Activity:
Find the line with "Every instance of the grassy field". Repeat it and each line after it, exactly, down to the end of the records below.

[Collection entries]
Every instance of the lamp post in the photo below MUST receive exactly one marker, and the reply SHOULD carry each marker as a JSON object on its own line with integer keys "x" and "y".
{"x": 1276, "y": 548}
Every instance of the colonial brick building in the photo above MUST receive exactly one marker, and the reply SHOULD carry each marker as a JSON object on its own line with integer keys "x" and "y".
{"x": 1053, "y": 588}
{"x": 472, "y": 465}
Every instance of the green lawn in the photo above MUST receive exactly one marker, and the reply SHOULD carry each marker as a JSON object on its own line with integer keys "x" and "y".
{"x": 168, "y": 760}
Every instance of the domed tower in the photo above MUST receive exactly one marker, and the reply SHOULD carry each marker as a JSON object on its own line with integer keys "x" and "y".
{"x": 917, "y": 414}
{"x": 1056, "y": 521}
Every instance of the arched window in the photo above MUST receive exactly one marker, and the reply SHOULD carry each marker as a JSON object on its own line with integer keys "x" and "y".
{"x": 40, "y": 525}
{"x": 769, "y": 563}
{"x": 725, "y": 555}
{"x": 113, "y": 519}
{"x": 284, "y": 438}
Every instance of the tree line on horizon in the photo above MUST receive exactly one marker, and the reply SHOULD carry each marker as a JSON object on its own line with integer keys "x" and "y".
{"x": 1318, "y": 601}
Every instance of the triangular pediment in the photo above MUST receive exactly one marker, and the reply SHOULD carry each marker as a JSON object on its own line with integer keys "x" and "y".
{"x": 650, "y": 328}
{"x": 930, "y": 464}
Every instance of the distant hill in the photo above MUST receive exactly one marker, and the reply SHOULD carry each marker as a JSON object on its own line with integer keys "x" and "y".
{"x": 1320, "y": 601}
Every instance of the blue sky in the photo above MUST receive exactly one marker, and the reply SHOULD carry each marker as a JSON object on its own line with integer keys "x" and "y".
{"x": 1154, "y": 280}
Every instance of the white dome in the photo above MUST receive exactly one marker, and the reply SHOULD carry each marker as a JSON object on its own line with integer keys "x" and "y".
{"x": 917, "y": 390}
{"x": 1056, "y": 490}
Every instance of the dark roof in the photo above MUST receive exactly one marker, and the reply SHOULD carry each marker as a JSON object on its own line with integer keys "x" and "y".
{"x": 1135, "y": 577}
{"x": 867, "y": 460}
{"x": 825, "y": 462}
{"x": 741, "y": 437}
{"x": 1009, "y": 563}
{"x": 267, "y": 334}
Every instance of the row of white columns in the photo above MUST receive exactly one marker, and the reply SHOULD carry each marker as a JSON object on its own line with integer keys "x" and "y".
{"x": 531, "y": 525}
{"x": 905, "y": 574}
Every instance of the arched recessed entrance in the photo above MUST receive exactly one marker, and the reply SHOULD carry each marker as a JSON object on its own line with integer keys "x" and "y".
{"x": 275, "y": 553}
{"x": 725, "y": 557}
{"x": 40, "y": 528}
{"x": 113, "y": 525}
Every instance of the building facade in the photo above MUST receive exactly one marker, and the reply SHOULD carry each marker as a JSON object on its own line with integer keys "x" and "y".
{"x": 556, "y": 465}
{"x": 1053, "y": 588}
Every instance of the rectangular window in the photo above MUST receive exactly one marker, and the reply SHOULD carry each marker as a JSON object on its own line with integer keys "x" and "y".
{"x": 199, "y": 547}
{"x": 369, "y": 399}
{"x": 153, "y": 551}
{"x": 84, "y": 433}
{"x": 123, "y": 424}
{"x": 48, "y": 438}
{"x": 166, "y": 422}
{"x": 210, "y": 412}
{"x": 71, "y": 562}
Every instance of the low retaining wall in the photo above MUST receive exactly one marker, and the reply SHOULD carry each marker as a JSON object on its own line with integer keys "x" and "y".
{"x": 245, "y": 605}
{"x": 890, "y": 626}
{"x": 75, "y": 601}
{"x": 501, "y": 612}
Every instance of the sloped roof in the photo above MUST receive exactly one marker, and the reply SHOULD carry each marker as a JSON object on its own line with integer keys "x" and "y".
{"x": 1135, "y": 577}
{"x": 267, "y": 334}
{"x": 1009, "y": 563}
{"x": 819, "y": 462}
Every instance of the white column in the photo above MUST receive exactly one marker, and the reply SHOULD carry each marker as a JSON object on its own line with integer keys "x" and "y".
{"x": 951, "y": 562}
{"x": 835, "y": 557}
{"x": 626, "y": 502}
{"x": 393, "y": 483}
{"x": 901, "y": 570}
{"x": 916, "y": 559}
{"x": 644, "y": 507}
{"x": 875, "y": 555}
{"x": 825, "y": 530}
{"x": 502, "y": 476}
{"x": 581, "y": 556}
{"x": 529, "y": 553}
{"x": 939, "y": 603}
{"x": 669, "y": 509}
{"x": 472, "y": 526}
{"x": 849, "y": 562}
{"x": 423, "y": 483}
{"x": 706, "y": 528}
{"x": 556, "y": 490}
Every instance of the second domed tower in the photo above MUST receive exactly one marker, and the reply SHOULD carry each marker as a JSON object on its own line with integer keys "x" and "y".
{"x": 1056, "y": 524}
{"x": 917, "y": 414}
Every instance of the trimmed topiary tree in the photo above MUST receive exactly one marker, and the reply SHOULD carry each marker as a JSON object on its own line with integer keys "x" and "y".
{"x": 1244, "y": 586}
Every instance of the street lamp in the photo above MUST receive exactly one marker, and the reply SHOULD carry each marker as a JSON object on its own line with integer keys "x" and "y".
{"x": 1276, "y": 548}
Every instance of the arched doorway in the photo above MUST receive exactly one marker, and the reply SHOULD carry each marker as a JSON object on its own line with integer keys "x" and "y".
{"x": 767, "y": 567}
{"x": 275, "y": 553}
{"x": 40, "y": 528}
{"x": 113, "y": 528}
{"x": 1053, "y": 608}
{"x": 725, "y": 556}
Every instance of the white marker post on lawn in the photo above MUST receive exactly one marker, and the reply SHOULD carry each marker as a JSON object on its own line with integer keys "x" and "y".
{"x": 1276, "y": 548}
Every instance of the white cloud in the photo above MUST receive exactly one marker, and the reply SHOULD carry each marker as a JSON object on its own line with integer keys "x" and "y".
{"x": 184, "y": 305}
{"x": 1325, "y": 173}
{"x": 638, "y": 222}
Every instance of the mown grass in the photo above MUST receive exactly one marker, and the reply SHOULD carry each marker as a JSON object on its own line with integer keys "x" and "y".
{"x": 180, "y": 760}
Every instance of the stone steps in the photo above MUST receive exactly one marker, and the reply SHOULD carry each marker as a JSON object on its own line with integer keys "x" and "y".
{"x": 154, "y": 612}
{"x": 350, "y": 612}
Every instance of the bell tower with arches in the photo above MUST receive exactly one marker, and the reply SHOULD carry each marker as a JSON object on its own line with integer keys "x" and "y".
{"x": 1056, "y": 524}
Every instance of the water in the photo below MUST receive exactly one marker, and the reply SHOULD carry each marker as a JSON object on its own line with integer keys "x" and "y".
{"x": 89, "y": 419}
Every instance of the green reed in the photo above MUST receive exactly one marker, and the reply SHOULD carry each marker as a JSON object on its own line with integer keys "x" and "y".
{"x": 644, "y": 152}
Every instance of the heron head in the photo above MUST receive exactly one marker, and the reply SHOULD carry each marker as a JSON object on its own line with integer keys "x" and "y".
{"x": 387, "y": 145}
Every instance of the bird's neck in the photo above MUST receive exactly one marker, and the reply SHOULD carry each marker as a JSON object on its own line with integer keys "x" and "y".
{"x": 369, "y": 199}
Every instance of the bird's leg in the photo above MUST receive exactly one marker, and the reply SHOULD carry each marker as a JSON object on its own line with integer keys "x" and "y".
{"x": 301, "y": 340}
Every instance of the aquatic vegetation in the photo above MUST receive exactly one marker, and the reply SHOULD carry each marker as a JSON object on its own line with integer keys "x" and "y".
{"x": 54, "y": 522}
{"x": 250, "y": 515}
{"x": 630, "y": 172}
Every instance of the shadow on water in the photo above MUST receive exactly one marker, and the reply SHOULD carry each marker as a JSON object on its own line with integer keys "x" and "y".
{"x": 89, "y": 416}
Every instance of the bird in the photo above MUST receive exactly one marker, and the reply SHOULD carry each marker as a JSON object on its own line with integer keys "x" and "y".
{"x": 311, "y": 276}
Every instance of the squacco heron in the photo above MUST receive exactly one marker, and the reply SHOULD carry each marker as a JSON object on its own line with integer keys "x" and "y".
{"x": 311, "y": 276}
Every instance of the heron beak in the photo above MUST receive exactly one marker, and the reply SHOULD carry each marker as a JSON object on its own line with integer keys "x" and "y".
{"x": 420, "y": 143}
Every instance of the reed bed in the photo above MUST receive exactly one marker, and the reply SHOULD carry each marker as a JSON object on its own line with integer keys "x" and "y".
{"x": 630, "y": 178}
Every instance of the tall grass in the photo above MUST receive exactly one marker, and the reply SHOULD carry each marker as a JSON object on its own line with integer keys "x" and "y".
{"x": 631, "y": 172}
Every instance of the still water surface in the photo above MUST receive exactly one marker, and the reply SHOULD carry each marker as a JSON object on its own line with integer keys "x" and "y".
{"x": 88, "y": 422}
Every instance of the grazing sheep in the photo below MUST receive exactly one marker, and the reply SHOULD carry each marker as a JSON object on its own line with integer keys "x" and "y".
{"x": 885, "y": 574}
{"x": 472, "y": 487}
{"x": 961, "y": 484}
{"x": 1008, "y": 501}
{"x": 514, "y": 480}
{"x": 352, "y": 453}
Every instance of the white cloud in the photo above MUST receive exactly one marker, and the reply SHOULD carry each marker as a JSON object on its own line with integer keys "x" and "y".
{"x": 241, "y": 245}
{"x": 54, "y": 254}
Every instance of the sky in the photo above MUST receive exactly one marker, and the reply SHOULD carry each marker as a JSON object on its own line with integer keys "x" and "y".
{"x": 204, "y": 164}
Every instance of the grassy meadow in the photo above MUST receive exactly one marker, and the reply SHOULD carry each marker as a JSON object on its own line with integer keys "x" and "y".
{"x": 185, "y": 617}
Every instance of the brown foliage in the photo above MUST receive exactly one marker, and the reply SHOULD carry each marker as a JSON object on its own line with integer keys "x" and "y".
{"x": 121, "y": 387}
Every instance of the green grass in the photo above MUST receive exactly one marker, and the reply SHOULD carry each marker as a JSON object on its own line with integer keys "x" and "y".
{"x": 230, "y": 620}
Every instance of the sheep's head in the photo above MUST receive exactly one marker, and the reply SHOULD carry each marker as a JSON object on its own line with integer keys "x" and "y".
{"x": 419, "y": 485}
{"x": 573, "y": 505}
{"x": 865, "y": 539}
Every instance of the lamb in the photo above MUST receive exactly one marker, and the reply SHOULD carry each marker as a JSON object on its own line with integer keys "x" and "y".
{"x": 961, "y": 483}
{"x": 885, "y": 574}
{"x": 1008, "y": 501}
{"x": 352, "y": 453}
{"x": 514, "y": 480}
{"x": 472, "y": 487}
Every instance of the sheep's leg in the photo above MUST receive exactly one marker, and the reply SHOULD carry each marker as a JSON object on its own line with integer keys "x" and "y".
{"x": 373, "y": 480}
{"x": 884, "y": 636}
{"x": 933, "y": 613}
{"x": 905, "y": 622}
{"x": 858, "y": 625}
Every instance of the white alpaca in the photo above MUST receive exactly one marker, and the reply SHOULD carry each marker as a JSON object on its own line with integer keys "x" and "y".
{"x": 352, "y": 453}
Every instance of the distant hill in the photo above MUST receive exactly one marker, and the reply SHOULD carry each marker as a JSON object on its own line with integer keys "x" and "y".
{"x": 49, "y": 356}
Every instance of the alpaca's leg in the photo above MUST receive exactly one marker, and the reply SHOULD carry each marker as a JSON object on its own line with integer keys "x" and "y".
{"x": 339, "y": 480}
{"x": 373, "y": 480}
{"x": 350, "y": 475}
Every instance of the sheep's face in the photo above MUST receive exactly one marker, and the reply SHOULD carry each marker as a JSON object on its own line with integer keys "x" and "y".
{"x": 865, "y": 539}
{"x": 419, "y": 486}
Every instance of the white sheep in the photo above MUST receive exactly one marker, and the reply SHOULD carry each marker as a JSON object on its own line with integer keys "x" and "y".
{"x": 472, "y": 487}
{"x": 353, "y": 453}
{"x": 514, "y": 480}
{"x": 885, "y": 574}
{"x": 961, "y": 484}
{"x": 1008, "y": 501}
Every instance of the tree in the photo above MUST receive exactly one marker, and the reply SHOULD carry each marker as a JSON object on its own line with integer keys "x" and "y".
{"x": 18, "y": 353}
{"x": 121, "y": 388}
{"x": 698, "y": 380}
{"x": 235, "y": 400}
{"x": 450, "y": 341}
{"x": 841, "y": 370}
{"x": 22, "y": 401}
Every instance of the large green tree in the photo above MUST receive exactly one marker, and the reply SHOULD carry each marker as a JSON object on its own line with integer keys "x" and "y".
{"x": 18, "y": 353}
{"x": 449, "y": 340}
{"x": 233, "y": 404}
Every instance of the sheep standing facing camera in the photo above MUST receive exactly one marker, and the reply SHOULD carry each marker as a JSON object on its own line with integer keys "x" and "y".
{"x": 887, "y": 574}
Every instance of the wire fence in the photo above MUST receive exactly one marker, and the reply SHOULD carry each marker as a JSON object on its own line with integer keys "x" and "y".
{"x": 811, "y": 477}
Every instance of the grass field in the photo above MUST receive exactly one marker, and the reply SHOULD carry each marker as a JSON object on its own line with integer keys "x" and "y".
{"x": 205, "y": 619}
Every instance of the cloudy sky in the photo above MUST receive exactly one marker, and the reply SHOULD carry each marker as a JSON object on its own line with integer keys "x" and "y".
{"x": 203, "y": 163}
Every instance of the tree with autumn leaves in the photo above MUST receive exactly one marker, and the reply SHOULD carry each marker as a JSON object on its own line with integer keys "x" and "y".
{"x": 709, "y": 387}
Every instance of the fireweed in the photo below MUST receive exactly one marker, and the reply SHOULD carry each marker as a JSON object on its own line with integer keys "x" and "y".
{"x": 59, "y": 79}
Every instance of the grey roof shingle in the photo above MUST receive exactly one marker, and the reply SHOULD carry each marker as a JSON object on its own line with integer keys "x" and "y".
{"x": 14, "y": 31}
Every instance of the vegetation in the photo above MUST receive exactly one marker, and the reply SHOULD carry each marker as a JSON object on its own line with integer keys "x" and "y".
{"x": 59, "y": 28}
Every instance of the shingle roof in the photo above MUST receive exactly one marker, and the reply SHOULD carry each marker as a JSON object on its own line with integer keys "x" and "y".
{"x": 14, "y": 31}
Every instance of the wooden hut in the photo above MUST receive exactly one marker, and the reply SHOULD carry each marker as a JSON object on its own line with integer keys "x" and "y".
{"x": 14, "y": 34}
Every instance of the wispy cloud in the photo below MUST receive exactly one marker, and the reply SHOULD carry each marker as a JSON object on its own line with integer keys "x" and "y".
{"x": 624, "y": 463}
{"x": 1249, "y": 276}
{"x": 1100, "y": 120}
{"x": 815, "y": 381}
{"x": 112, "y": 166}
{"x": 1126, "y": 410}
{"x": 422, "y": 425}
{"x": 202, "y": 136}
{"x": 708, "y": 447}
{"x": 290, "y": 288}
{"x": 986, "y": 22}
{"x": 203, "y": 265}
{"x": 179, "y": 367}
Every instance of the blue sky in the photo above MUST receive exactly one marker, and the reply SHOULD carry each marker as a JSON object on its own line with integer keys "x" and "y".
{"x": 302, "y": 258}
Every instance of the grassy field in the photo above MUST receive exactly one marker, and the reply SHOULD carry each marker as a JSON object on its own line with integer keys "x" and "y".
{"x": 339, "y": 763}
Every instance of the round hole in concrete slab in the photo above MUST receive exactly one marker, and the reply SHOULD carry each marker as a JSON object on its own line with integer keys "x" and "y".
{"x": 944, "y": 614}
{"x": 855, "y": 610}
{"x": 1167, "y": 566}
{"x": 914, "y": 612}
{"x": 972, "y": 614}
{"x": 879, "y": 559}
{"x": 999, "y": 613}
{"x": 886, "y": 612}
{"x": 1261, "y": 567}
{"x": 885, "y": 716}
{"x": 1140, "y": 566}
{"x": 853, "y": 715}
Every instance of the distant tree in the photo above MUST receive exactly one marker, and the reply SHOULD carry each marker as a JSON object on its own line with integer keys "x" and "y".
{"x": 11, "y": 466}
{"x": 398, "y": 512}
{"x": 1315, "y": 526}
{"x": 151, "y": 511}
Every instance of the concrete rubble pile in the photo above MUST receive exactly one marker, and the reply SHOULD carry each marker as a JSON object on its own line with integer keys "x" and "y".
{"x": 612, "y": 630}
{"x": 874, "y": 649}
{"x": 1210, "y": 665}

Solution for this problem:
Every instance of the grassy field in the photo above MUST receive exactly one marker, and the reply SHOULD carry each marker as a JSON object on its own line with integer keys "x" and "y".
{"x": 339, "y": 763}
Every instance of the round hole in concrete slab in the photo above MUST receive exactly one marker, and the reply SHOULD carry each marker as a JSON object on its own line with integer keys "x" and "y".
{"x": 944, "y": 614}
{"x": 855, "y": 610}
{"x": 1167, "y": 566}
{"x": 914, "y": 612}
{"x": 972, "y": 614}
{"x": 879, "y": 559}
{"x": 999, "y": 613}
{"x": 886, "y": 612}
{"x": 1261, "y": 567}
{"x": 885, "y": 716}
{"x": 1140, "y": 566}
{"x": 853, "y": 715}
Every instance of the distant tree in the photo above MUST receive exactly one marker, and the reply SHOULD carry each marker as a JSON object on its own line with integer keys "x" and "y".
{"x": 11, "y": 466}
{"x": 398, "y": 512}
{"x": 1315, "y": 526}
{"x": 151, "y": 511}
Every instance of the concrete rubble pile in the photo above MUST receive exactly one marker, and the reply SHOULD carry each marker as a JSON object on its own line with integer keys "x" and "y".
{"x": 612, "y": 630}
{"x": 874, "y": 649}
{"x": 1210, "y": 665}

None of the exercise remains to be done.